Article:
+--

The order of August 13, 2004, states that the underlying "named and numbered cause" is dismissed for lack of capacity of Agapito Gomez and "[the trial court] lacks  subject matter jurisdiction."  Lack of capacity as to Agapito Gomez is undisputed.  The law provides that no cause of action may be brought in the name of a deceased person's estate.  Austin Nursing Ctr., Inc. v. Lovato, 171 S.W.3d 845, 849 (Tex. 2005) (citing Price v. Estate of Anderson, 522 S.W.2d 690, 691 (Tex. 1975) (holding that the "estate" of a decedent is not a legal entity and may not properly sue or be sued as such)).  Gomez's second amended petition, filed nearly three years after the action was initiated and after the deadline to join parties, was the first pleading in which Gomez sought to add a proper party plaintiff.  The petition was untimely, and Gomez neither sought nor obtained leave of court to file the amendment.  See Tex. R. Civ. P. 63.  Accordingly, the only named party plaintiff at the time of the order of dismissal was Agapito Gomez, deceased, who lacked capacity.  Lovato, 171 S.W.3d at 849.  The dismissal extended to the entire cause as brought before the trial court.  No claims survived this dismissal.[4] 

I agree with the majority that the order for dismissal constitutes a final disposition of the underlying matter, that we have jurisdiction to consider this appeal, and that Gomez's motion challenging jurisdiction of this Court should be denied.  Lehmann, 39 S.W.3d at 195.

+--

In the court opinion above, who was the only named party plaintiff when the order of dismissal was entered?

Source excerpt:
+--

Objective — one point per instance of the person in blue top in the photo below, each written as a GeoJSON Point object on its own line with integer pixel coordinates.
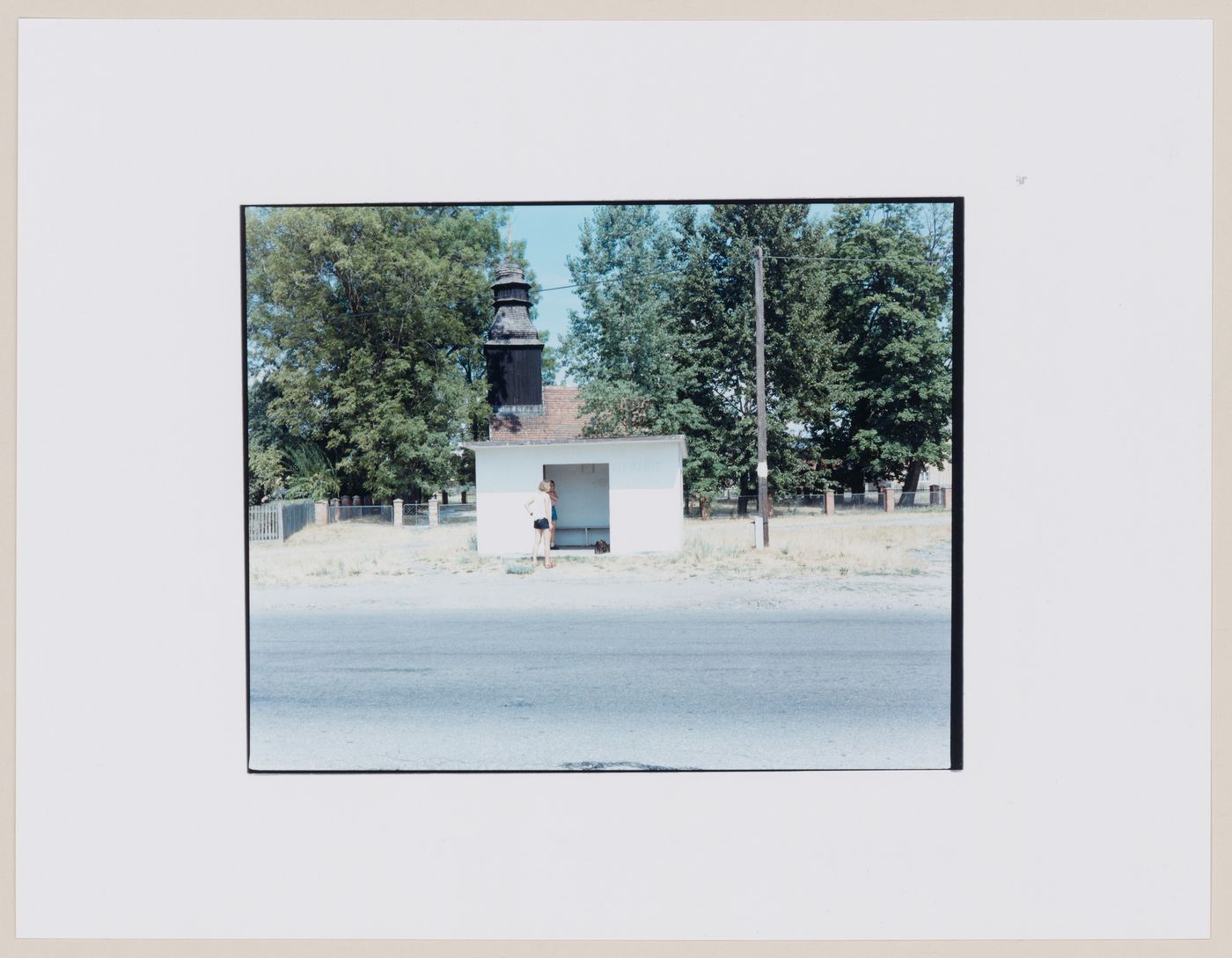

+--

Worked answer: Agapito Gomez, deceased, who lacked capacity.